◆ GESTELLTE AUFGABE ◆
Sammle aus der folgenden Auflistung alle Zeilen, die das Wort „door“ enthalten. Groß- und Kleinschreibung muss dabei übereinstimmen.

● ● ● ● ●

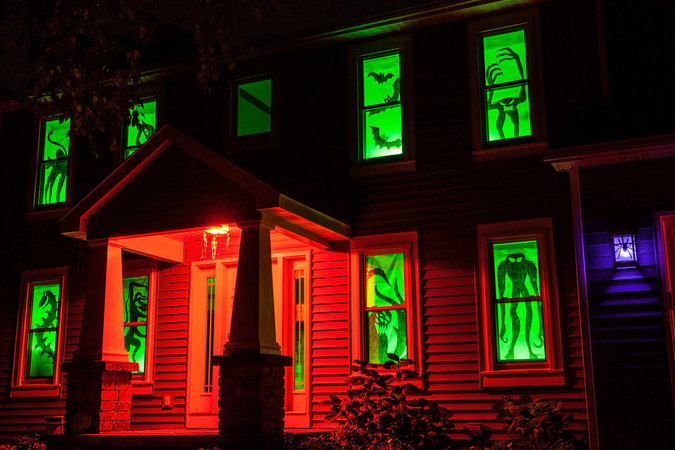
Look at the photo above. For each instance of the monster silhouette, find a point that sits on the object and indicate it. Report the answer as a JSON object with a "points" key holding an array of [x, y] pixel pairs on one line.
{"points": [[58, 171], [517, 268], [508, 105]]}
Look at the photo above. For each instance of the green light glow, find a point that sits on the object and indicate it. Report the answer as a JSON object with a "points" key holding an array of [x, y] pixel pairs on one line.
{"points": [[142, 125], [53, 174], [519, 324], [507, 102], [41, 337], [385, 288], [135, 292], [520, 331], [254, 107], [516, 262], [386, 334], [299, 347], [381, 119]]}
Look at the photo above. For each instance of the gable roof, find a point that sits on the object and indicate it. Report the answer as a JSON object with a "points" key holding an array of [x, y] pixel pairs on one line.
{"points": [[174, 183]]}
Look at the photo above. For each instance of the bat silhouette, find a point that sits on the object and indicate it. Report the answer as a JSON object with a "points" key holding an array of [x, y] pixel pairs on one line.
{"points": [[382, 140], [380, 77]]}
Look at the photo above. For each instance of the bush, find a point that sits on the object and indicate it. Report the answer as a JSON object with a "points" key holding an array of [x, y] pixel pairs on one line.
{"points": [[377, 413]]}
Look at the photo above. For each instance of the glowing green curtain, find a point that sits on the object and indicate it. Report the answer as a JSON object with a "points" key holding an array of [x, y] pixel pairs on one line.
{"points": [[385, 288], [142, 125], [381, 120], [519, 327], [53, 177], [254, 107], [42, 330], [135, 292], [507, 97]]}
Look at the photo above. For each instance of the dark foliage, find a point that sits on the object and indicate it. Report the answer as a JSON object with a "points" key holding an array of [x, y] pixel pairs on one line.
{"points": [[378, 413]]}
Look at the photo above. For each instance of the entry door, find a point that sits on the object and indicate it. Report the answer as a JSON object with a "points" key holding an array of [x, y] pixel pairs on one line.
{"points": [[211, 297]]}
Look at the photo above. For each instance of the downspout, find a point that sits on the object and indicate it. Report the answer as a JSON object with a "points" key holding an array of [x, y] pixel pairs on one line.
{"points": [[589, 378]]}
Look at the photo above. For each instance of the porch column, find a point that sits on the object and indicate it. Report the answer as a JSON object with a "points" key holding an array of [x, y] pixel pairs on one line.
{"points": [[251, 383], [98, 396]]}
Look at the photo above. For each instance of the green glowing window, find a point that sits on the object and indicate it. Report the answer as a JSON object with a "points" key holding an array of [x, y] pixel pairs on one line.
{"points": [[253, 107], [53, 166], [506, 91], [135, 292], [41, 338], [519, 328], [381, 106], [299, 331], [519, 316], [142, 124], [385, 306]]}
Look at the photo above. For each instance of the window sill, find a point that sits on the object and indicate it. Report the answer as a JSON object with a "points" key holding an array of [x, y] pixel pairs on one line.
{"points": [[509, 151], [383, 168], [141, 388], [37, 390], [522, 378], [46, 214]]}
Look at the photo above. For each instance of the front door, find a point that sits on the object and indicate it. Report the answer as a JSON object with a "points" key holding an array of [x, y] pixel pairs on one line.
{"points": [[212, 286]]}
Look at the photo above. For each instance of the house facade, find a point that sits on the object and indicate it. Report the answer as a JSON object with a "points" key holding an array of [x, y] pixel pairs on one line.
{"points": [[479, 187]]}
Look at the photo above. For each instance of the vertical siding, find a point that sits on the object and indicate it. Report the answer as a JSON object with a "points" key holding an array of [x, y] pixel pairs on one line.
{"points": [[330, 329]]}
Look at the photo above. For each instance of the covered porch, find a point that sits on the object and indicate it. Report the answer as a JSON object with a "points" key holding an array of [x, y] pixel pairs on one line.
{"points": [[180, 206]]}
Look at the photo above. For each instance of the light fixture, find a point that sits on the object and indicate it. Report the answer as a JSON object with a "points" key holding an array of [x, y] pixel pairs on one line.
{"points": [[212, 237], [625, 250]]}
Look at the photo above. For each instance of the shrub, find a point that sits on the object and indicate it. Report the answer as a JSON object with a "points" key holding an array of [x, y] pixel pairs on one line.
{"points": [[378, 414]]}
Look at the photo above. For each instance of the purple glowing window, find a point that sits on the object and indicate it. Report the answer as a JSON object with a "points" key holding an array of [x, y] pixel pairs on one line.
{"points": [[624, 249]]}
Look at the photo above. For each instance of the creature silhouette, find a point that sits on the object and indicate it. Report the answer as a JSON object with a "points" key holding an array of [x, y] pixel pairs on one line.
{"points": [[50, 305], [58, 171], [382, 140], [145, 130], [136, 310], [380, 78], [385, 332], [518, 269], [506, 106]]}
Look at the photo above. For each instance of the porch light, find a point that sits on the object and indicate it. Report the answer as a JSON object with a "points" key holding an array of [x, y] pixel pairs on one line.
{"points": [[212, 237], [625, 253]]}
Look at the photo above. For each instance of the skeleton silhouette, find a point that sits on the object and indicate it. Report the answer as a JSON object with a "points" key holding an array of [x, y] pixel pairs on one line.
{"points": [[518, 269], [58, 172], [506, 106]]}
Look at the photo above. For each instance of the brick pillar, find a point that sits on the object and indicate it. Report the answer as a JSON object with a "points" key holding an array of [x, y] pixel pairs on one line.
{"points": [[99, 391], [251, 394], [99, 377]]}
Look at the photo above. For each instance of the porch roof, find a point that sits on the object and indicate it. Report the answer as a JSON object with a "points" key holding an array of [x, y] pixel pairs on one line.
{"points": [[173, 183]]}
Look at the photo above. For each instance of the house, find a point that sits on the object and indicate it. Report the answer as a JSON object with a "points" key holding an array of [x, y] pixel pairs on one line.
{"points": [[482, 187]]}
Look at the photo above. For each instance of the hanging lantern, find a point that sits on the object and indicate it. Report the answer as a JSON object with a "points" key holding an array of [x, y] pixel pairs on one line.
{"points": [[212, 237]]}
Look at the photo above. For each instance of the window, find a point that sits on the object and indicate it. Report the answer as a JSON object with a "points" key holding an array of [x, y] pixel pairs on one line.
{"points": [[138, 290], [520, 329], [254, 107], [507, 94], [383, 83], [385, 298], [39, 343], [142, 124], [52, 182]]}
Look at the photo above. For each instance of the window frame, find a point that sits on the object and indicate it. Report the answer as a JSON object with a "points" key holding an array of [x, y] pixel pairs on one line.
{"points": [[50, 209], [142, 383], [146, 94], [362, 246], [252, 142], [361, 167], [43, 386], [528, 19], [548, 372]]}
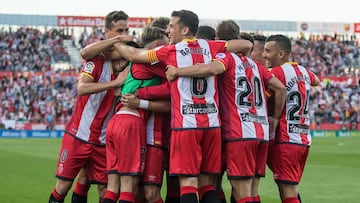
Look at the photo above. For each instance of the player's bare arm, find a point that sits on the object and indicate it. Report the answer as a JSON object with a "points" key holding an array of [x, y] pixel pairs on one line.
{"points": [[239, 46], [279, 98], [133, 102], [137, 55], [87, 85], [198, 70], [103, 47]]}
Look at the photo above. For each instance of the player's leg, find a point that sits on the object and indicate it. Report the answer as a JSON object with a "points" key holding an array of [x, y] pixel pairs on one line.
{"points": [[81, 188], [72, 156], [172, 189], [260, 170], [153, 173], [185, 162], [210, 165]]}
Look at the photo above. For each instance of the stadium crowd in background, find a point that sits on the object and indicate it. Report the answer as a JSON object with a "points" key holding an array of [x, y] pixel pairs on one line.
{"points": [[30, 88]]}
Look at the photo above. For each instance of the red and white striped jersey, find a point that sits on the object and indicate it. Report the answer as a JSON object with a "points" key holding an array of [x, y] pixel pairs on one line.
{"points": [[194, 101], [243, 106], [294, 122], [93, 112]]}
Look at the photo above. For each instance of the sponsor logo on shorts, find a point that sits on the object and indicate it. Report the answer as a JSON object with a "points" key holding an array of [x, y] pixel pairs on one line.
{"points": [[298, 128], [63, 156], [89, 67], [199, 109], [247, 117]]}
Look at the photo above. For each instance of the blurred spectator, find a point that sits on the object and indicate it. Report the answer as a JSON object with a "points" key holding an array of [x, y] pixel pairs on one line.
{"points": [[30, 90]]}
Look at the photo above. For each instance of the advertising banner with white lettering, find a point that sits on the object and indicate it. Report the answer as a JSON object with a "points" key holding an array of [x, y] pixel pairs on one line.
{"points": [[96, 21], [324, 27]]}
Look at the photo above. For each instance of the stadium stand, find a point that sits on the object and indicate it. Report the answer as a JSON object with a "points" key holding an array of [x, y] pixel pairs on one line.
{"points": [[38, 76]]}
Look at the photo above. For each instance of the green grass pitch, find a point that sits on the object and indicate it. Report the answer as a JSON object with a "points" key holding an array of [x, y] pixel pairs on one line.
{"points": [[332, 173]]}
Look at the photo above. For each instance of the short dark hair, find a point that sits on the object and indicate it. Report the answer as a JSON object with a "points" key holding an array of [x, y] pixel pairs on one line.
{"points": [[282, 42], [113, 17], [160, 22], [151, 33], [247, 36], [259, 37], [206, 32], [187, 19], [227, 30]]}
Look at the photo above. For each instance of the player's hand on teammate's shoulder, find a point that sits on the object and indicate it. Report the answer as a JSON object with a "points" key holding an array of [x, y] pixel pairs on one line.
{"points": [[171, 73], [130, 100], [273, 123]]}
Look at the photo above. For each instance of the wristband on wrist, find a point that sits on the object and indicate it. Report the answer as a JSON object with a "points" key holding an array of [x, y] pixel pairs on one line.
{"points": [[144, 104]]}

● ● ● ● ●

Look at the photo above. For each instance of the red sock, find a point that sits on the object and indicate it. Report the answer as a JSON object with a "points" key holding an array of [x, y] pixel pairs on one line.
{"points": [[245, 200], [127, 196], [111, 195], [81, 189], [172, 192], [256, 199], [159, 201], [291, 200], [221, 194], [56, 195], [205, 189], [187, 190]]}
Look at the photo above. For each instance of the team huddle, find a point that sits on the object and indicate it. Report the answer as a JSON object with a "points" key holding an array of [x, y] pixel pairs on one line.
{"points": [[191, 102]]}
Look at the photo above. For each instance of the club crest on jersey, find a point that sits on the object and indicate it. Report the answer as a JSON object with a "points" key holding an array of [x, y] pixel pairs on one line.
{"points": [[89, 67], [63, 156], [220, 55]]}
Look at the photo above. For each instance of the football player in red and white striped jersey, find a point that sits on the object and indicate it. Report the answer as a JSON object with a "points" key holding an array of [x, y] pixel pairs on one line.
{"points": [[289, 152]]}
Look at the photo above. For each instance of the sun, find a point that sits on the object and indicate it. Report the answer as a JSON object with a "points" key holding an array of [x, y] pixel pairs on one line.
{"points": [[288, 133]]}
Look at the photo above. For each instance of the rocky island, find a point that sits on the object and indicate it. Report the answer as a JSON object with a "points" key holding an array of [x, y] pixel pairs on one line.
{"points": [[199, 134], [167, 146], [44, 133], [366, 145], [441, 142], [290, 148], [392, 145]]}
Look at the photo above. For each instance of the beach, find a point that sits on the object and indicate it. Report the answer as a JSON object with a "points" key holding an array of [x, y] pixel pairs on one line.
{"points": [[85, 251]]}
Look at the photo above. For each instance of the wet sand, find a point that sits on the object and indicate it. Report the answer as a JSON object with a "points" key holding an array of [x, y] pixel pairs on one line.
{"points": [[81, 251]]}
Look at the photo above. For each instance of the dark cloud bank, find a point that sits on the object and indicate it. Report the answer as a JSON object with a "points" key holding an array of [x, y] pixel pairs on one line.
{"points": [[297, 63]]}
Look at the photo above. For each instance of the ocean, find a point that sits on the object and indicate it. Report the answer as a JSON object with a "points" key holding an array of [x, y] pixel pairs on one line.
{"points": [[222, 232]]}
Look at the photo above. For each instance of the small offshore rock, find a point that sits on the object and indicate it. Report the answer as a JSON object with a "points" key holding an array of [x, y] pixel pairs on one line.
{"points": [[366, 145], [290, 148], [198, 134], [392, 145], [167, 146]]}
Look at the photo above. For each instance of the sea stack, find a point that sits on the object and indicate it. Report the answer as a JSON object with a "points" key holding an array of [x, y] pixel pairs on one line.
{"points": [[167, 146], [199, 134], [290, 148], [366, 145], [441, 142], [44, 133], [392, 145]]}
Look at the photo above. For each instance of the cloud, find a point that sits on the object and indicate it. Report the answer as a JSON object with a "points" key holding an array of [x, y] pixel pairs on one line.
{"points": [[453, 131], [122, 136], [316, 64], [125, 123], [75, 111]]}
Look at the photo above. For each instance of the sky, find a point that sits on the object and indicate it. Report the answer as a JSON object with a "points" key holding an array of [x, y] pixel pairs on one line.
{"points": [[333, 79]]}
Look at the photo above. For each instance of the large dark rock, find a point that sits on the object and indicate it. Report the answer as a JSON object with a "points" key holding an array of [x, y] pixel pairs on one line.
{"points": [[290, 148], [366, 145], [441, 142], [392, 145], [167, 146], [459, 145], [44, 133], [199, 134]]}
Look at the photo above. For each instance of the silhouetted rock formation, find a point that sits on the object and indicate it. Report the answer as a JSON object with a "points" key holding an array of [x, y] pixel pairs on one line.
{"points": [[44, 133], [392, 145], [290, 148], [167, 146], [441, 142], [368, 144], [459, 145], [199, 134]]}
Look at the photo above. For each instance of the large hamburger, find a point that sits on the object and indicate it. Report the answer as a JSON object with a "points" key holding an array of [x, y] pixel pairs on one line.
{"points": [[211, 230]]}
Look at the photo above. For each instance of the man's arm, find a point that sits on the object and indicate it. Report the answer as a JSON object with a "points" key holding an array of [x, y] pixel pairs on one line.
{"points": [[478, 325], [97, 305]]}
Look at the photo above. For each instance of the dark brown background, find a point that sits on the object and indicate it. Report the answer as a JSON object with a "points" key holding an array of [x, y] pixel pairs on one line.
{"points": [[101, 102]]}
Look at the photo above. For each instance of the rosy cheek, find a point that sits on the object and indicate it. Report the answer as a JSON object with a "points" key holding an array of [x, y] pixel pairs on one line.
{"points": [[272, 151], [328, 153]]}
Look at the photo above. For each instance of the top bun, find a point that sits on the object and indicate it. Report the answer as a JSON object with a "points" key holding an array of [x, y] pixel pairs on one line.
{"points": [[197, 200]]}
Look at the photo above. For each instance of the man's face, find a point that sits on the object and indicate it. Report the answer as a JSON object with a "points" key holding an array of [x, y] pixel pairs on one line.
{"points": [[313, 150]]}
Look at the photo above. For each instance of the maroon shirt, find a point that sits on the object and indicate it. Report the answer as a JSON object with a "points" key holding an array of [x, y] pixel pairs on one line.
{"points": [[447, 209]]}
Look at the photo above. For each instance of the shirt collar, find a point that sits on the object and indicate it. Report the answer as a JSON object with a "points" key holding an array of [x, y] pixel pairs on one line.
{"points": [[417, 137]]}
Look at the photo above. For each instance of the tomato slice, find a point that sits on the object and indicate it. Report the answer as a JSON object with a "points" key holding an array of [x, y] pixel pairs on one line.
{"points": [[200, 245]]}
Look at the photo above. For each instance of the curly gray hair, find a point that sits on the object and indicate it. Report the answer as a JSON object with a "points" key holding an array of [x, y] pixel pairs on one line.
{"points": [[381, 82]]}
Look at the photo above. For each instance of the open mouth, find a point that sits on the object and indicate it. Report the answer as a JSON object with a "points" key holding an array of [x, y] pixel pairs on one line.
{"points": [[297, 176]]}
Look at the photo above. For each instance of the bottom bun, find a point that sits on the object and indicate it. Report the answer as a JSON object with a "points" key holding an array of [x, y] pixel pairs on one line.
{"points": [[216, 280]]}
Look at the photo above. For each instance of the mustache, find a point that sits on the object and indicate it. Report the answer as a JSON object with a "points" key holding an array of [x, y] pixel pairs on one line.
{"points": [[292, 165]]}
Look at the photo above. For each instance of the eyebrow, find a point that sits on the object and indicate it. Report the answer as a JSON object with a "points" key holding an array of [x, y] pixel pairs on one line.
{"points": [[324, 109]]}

● ● ● ● ●

◆ ERGEBNIS DER AUFGABE ◆
Look at the photo above. For each instance of the entry door, find a point that sits on the object and indicate it. Report the answer as a JSON object with a "points" key holding an array of [x, y] pixel pairs on one line.
Look at the photo above. For each instance of the front door, find a point that sits on the object and indicate it. Report the answer as a JSON object with a "points" key holding an array of [x, y] pixel pairs on one line.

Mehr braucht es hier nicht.